§ The input:
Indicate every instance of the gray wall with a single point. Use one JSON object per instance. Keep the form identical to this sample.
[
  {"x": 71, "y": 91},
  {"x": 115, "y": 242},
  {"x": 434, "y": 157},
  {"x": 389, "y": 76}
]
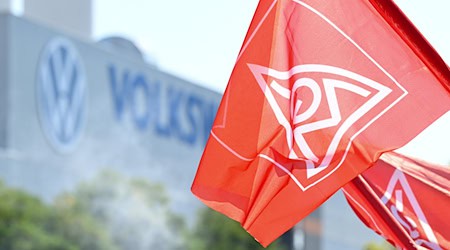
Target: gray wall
[{"x": 138, "y": 120}]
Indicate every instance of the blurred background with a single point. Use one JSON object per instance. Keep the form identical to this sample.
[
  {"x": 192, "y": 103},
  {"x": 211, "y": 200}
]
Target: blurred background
[{"x": 105, "y": 107}]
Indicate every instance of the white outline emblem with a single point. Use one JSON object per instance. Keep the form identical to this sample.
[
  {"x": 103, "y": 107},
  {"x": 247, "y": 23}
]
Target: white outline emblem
[{"x": 374, "y": 91}]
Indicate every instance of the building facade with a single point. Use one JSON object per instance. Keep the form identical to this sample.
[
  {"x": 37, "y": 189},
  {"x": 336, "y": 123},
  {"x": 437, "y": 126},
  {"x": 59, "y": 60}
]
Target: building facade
[{"x": 71, "y": 108}]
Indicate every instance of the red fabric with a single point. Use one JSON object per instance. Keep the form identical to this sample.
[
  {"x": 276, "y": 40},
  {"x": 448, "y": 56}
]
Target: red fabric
[
  {"x": 404, "y": 200},
  {"x": 319, "y": 90}
]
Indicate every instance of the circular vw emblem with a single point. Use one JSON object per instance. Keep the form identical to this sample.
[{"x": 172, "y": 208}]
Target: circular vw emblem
[{"x": 61, "y": 94}]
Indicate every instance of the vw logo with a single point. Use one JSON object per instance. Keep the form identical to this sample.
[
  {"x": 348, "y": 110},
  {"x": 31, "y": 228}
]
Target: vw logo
[{"x": 61, "y": 94}]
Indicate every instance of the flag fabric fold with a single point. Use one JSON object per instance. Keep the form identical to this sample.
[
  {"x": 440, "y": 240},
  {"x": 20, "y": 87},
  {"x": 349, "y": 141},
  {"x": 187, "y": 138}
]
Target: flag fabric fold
[
  {"x": 405, "y": 201},
  {"x": 319, "y": 90}
]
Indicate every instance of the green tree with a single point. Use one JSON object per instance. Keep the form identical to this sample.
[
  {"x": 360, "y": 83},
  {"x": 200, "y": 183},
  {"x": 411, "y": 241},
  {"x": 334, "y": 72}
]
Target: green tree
[
  {"x": 216, "y": 231},
  {"x": 28, "y": 224},
  {"x": 136, "y": 212},
  {"x": 379, "y": 246}
]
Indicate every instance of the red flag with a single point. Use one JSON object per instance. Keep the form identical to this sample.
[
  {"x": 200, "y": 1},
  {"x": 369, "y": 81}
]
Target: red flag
[
  {"x": 404, "y": 200},
  {"x": 319, "y": 90}
]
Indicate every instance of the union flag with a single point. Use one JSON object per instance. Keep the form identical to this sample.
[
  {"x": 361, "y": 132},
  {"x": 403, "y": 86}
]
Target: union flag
[
  {"x": 404, "y": 200},
  {"x": 319, "y": 91}
]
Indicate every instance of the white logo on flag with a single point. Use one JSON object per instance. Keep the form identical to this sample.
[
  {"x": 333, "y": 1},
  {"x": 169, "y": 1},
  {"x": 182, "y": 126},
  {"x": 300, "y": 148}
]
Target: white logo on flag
[
  {"x": 294, "y": 122},
  {"x": 397, "y": 209}
]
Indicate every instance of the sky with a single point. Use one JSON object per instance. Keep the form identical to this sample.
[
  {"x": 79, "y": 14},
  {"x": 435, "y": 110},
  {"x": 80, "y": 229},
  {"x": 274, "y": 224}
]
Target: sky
[{"x": 199, "y": 40}]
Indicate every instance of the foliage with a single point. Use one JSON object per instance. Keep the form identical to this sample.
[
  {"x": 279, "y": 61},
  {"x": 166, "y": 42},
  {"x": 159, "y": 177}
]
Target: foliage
[
  {"x": 379, "y": 246},
  {"x": 216, "y": 231},
  {"x": 27, "y": 223},
  {"x": 135, "y": 212}
]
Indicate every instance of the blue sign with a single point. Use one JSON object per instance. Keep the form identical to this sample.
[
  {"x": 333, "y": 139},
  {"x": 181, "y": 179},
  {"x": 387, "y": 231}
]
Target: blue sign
[
  {"x": 161, "y": 107},
  {"x": 61, "y": 94}
]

§ Work instructions: I'd like every record transcribed exactly, with no pictures carried over.

§ Written solution:
Indicate every instance of the gray wall with a single point. Use one JSON object per instance. Keep the form identical to this sample.
[
  {"x": 71, "y": 91},
  {"x": 115, "y": 242},
  {"x": 434, "y": 157},
  {"x": 389, "y": 76}
]
Target: gray wall
[{"x": 138, "y": 120}]
Indicate every instance of the blurred background with a single point. Use one JSON object per instance. Keep the form identical to this sample.
[
  {"x": 192, "y": 103},
  {"x": 211, "y": 200}
]
Target: blurred background
[{"x": 105, "y": 107}]
Indicate every instance of the white outline emblem with a single point. Use one JSON object per instance. Keep the form identical to this sample.
[
  {"x": 103, "y": 107},
  {"x": 247, "y": 23}
]
Target: white outline emblem
[{"x": 374, "y": 91}]
Indicate every instance of the building facade with a single point. Use one JSON object per instance. Keep the form identical to this sample.
[
  {"x": 37, "y": 189},
  {"x": 336, "y": 123},
  {"x": 437, "y": 126},
  {"x": 59, "y": 60}
]
Target: building facade
[{"x": 71, "y": 108}]
Indicate every instance of the red fabric with a single point. Use one JSON object per instance. Keep the form identical to this sample.
[
  {"x": 276, "y": 40},
  {"x": 448, "y": 56}
]
Target: red fabric
[
  {"x": 404, "y": 200},
  {"x": 319, "y": 90}
]
Indicate every instance of the circular vw emblem with a single point. Use one JSON object per instance. Keep the form identical to this sample.
[{"x": 172, "y": 208}]
Target: circular vw emblem
[{"x": 61, "y": 94}]
Indicate every instance of the vw logo with a single point. Use one JSON object per instance. Keep the form identical to this sample.
[
  {"x": 348, "y": 110},
  {"x": 31, "y": 228}
]
Target: vw logo
[{"x": 61, "y": 94}]
Indicate every instance of the flag fabric fold with a single point. Use one JSON object per instance. Keep the form identical to this sample.
[
  {"x": 440, "y": 240},
  {"x": 20, "y": 87},
  {"x": 349, "y": 141},
  {"x": 187, "y": 138}
]
Target: flag fabric fold
[
  {"x": 405, "y": 201},
  {"x": 319, "y": 90}
]
Indicate every instance of the green tree with a single point. Use one JSON object per instance. Keep the form identical to this sample.
[
  {"x": 360, "y": 83},
  {"x": 200, "y": 183},
  {"x": 411, "y": 241},
  {"x": 334, "y": 72}
]
Target: green tree
[
  {"x": 216, "y": 231},
  {"x": 28, "y": 224},
  {"x": 136, "y": 212},
  {"x": 379, "y": 246}
]
Indicate every instance of the red flag with a single point. Use one JSON object per instance. Keep the form identical to this sample.
[
  {"x": 200, "y": 1},
  {"x": 369, "y": 81}
]
Target: red flag
[
  {"x": 404, "y": 200},
  {"x": 319, "y": 90}
]
Indicate every instance of the union flag with a single point. Use one JSON object per instance. Keep the form identical to this sample.
[
  {"x": 361, "y": 132},
  {"x": 403, "y": 86}
]
Target: union flag
[
  {"x": 404, "y": 200},
  {"x": 319, "y": 91}
]
Indicate every instance of the white logo on flag with a single point. Use one JSON object per instance. Keep the form identical to this sample.
[
  {"x": 333, "y": 1},
  {"x": 169, "y": 1},
  {"x": 182, "y": 126},
  {"x": 300, "y": 148}
]
Target: white logo on flag
[
  {"x": 294, "y": 122},
  {"x": 397, "y": 209}
]
Indicate every instance of the sky with a single point. Use one JSON object per instance. Keep the form identical to this sample.
[
  {"x": 79, "y": 14},
  {"x": 435, "y": 110},
  {"x": 80, "y": 229},
  {"x": 274, "y": 224}
]
Target: sky
[{"x": 199, "y": 40}]
Indicate every instance of the foliage with a single point. Use one JSON object per instance. Keep the form identical to this sample.
[
  {"x": 279, "y": 61},
  {"x": 166, "y": 42},
  {"x": 159, "y": 177}
]
Target: foliage
[
  {"x": 379, "y": 246},
  {"x": 216, "y": 231},
  {"x": 27, "y": 223},
  {"x": 135, "y": 212}
]
Indicate every instance of the blue sign with a single point. Use one JSON object per instance. Keep the form identical to this sample.
[
  {"x": 333, "y": 139},
  {"x": 181, "y": 179},
  {"x": 387, "y": 231}
]
Target: blue sign
[
  {"x": 161, "y": 107},
  {"x": 61, "y": 94}
]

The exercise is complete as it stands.